## Your goal
Reproduce the article about the rescue ship off Lampedusa, beginning at the words "The ship, the" and stopping after "Twitter on Wednesday.". In that stretch, replace every "Sea Watch 3" with "Sea-Watch 3".

ROME — A rescue ship carrying 42 migrants floated in Italian waters off the Mediterranean island of Lampedusa on Thursday, further inflaming tensions between humanitarian groups and Italy’s populist government, which has adopted hard-line immigration policies.
The ship, the Sea Watch 3, is operated by Sea-Watch, a German nongovernmental organization, and flies a Dutch flag. It has been at sea for two weeks, awaiting instructions for a safe harbor at which to disembark the migrants, which it picked up in international waters off Libya. The vessel entered Italian waters Wednesday evening.
Although new Italian legislation forbids the ship from entering a port without authorization, the Sea Watch 3’s captain decided to move forward, citing an emergency situation. “We are entering Italian territorial waters out of a state of necessity,” Capt. Carola Rackete said in a radio communication with the port authorities in Lampedusa on Wednesday.
“I know what I’m risking, but the 42 survivors I have on board are exhausted. I’m taking them to safety,” Captain Rackete said on Twitter on Wednesday.
The Italian government has repeatedly declared its waters closed to migrants. The Sea Watch 3 initially rescued 53 people off Libya on June 12, but three days later, Italy allowed 10 of them — including children and two pregnant women — to disembark for medical reasons. Another migrant disembarked a week later on health grounds.

## Dataset entries
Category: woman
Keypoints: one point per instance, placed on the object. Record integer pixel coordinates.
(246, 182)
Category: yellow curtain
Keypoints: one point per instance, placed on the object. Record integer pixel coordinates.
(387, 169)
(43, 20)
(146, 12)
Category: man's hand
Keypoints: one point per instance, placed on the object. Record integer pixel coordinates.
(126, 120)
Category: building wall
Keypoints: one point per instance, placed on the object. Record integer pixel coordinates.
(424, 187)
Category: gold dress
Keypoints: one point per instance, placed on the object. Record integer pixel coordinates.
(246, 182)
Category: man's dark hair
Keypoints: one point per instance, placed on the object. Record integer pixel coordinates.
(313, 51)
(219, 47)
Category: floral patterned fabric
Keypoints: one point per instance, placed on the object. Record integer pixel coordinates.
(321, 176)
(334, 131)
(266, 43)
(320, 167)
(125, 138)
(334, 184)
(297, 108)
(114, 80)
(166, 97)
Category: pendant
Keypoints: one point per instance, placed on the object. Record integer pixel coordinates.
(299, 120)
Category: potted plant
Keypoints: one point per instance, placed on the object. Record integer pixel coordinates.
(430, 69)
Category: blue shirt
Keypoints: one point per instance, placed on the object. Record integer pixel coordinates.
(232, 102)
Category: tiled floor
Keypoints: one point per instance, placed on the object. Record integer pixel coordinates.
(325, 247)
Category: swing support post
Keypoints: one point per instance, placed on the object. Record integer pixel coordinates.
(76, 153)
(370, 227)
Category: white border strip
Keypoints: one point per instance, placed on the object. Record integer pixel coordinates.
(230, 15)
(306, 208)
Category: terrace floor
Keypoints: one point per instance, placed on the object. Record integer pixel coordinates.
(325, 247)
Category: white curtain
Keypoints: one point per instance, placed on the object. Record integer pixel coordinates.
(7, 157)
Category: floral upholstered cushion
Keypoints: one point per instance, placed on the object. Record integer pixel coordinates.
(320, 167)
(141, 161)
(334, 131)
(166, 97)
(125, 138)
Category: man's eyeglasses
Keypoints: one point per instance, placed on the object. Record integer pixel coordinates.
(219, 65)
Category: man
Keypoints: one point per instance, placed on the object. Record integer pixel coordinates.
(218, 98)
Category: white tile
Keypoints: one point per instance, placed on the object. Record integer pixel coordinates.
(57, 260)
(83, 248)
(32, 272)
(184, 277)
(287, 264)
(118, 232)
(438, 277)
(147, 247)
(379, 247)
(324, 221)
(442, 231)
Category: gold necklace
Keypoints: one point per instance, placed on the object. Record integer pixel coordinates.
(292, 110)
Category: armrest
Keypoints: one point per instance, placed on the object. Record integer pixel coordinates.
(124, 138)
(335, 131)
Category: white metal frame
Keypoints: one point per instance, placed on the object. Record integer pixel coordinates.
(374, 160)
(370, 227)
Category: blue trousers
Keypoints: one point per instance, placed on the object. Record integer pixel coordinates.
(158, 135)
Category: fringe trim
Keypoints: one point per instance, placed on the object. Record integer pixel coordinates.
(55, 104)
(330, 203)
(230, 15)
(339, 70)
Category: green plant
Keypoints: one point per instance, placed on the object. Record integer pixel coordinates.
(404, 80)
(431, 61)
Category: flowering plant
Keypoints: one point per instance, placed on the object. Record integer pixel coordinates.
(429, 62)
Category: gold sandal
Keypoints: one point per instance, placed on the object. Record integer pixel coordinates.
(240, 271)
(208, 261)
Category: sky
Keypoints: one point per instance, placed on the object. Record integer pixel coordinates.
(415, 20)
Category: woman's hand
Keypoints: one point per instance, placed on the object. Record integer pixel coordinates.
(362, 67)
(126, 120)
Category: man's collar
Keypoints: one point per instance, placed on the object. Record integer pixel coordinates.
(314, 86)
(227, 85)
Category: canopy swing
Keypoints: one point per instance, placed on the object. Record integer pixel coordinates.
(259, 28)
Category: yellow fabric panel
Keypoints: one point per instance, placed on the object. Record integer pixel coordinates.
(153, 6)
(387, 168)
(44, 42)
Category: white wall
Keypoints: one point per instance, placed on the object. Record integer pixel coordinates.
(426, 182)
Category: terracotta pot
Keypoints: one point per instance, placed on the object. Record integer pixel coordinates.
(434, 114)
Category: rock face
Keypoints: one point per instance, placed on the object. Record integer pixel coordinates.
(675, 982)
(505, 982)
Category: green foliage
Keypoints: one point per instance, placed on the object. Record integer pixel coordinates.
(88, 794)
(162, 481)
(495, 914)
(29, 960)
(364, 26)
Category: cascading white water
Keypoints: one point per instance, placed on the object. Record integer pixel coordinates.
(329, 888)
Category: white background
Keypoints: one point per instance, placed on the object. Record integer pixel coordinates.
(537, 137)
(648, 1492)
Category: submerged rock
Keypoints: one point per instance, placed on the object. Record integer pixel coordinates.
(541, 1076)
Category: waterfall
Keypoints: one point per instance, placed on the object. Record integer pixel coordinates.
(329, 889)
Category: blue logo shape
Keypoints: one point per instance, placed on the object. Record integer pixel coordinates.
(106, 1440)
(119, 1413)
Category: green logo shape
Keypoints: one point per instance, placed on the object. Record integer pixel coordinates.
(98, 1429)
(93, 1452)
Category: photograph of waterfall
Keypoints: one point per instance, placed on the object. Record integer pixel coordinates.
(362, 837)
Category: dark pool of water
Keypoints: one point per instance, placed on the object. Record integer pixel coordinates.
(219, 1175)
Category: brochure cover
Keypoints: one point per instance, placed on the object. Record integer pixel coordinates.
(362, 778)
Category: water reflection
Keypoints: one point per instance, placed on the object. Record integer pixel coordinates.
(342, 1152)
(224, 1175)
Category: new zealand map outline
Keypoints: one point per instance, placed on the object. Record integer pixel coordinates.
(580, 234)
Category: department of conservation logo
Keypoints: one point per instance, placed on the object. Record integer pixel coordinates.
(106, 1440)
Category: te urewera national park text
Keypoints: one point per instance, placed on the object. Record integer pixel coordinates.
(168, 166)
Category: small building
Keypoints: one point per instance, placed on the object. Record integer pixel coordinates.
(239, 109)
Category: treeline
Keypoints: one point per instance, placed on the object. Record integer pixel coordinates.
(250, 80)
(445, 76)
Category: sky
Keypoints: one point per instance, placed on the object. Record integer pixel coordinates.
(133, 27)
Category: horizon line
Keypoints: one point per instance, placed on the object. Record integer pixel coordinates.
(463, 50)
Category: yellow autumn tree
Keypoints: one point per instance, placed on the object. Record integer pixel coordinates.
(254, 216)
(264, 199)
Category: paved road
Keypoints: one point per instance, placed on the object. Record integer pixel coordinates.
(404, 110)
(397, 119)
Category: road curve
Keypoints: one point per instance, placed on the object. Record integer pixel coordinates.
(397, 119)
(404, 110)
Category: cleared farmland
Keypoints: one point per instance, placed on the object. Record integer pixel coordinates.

## Result of the exercise
The ship, the Sea-Watch 3, is operated by Sea-Watch, a German nongovernmental organization, and flies a Dutch flag. It has been at sea for two weeks, awaiting instructions for a safe harbor at which to disembark the migrants, which it picked up in international waters off Libya. The vessel entered Italian waters Wednesday evening.
Although new Italian legislation forbids the ship from entering a port without authorization, the Sea-Watch 3’s captain decided to move forward, citing an emergency situation. “We are entering Italian territorial waters out of a state of necessity,” Capt. Carola Rackete said in a radio communication with the port authorities in Lampedusa on Wednesday.
“I know what I’m risking, but the 42 survivors I have on board are exhausted. I’m taking them to safety,” Captain Rackete said on Twitter on Wednesday.